> **JOB**
Select every line in the listing that contains the word "lamp" and copy each one.

> **EXTRACTED RECORDS**

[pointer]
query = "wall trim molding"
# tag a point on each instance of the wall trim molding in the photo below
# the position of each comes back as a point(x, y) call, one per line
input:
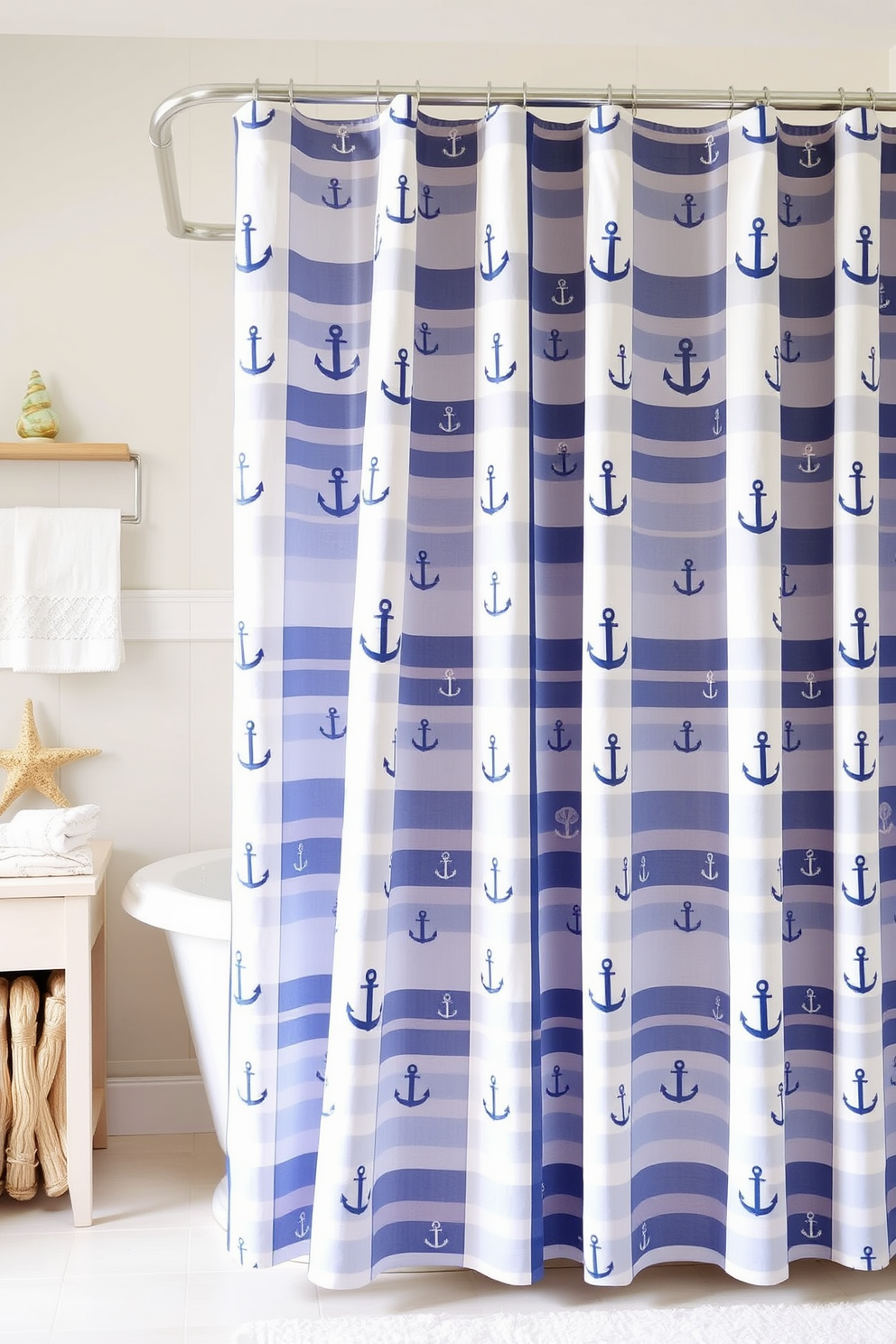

==

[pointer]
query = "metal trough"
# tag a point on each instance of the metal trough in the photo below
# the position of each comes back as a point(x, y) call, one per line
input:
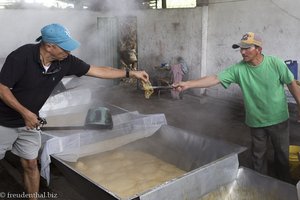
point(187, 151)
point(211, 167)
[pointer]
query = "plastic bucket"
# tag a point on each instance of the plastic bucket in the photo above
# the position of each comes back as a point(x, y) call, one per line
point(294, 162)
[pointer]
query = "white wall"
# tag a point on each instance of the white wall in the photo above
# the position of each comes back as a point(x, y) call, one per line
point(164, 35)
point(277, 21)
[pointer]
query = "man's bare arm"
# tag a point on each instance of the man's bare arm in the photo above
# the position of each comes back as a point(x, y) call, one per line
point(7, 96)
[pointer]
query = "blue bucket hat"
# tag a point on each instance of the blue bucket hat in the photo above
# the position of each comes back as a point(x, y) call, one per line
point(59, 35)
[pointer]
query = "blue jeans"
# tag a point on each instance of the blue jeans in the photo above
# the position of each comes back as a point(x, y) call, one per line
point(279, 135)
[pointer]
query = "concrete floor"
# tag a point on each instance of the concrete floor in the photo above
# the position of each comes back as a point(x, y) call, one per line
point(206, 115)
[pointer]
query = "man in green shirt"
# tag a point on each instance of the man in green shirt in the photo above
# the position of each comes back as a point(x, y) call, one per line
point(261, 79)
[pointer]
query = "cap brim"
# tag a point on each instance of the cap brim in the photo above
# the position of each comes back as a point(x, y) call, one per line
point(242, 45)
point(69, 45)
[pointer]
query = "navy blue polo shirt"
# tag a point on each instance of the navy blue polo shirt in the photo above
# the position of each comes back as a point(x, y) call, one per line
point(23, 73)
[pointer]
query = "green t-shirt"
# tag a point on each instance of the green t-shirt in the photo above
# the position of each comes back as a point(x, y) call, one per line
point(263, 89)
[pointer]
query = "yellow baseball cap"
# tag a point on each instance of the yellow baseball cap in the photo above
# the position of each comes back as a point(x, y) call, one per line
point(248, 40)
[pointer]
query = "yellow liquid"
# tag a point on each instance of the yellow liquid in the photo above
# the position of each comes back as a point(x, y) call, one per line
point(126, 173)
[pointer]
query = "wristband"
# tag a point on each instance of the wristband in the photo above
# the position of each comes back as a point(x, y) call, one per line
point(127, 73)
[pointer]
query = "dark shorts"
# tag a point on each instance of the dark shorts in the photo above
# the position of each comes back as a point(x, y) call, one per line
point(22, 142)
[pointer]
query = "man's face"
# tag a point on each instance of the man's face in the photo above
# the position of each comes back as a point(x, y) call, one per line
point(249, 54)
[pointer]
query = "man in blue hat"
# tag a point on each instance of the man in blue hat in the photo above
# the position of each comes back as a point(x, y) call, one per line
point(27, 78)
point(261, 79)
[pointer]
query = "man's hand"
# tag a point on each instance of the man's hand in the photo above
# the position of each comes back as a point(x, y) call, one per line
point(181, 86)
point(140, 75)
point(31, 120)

--

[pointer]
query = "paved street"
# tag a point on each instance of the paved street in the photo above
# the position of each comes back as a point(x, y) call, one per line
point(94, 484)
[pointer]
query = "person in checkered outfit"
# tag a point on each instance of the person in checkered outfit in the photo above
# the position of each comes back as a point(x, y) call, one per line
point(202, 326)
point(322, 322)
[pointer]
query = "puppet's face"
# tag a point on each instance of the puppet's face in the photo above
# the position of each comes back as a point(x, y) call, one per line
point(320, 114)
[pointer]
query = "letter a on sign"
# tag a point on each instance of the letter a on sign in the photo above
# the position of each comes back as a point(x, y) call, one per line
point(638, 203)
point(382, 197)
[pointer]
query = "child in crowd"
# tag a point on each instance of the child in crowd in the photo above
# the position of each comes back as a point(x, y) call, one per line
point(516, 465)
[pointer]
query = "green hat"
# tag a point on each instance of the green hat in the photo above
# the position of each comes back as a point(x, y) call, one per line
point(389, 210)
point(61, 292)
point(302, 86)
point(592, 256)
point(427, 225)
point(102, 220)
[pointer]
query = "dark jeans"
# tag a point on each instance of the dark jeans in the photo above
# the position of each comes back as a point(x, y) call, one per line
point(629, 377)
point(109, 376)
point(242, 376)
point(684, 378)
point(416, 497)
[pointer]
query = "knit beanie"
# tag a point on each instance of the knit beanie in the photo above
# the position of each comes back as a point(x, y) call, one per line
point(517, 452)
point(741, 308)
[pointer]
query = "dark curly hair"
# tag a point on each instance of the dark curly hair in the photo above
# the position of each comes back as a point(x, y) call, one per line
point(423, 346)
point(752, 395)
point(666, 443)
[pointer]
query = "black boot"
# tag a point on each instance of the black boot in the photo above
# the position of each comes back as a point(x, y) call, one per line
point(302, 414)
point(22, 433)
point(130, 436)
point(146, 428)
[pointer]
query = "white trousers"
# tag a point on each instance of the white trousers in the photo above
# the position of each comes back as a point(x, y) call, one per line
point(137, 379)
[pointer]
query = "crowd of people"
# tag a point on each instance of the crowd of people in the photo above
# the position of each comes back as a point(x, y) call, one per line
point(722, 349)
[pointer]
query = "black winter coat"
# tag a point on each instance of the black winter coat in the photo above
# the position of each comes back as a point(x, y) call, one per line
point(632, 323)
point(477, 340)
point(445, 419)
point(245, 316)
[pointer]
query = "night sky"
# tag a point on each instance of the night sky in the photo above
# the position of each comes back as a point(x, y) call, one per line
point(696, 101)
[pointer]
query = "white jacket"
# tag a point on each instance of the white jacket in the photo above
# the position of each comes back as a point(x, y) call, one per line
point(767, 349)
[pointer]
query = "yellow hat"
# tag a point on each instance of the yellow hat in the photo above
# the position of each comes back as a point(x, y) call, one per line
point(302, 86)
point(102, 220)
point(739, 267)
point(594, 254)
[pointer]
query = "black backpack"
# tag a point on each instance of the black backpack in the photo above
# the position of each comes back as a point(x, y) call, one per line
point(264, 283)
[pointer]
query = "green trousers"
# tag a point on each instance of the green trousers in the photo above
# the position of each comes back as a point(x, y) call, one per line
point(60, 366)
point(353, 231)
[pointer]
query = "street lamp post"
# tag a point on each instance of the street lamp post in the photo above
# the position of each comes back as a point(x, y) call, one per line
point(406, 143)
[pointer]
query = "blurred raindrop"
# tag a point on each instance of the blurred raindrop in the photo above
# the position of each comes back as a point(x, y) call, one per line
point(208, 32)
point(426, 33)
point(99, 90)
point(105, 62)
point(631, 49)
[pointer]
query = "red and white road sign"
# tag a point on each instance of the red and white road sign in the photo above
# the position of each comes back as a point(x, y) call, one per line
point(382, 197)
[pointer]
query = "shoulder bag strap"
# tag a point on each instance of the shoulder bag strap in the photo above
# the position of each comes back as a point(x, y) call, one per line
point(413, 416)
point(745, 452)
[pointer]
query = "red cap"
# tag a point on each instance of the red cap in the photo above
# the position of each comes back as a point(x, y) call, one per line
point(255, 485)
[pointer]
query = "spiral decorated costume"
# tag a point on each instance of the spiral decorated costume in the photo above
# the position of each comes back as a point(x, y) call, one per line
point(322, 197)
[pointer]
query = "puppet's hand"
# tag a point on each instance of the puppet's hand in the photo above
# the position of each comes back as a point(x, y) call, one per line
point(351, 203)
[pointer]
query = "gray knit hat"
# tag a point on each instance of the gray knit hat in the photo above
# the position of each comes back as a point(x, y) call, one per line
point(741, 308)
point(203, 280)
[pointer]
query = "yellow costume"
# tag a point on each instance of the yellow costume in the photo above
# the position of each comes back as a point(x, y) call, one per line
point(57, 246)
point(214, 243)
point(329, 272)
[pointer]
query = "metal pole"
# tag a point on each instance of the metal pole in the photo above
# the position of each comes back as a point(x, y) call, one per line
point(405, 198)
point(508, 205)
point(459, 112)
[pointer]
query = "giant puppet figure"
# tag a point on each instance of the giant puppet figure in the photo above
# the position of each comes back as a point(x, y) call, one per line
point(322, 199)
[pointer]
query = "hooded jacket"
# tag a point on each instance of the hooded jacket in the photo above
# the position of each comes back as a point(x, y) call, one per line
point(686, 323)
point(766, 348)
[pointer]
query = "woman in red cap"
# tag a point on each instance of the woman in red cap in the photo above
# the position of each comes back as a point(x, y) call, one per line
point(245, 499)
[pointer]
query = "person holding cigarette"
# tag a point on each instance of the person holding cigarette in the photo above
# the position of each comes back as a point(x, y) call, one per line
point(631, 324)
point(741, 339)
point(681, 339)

> **PROBLEM SOLUTION**
query = "street lamp post"
# tag a point on each instance of the street lamp post in the photo above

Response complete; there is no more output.